• [WORK TO COMPLETE]: Can you repeat the records below word for word, starting at the line that contains "Point to the wooden shed." and continuing through the last line of the records?

• [RECORDED INFORMATION]:

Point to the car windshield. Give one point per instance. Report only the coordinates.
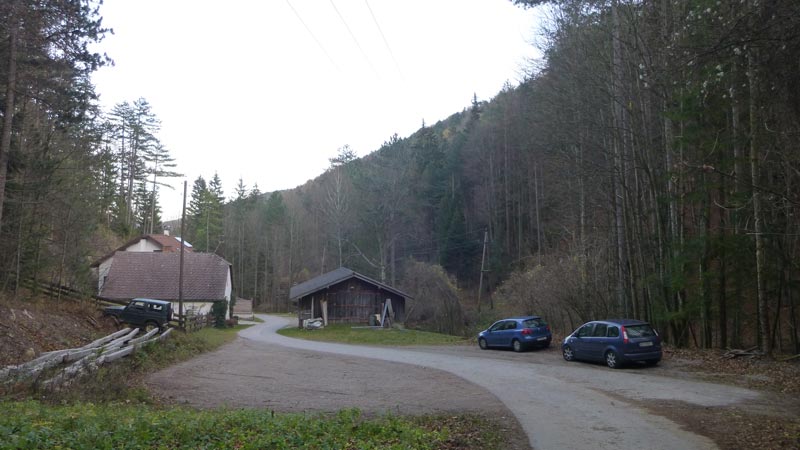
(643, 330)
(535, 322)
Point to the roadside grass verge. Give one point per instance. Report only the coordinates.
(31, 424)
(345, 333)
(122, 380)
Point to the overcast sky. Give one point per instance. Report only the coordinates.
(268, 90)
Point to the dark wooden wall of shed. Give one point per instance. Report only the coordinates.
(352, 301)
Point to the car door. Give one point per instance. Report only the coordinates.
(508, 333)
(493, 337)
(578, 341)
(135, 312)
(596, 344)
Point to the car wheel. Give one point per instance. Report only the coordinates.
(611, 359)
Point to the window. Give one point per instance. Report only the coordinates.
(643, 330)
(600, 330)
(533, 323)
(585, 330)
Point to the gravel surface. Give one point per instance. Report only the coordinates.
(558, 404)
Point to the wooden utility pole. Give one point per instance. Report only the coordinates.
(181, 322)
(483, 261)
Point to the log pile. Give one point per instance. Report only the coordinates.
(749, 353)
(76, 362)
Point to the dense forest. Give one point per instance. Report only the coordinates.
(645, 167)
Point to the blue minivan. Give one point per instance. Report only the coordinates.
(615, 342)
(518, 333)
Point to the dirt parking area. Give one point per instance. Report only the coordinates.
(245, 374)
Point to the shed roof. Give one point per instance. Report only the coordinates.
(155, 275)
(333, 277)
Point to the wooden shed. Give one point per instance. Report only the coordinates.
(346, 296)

• [EXERCISE RESULT]:
Point to the wooden shed. Give one point per instance. Report only the coordinates.
(346, 296)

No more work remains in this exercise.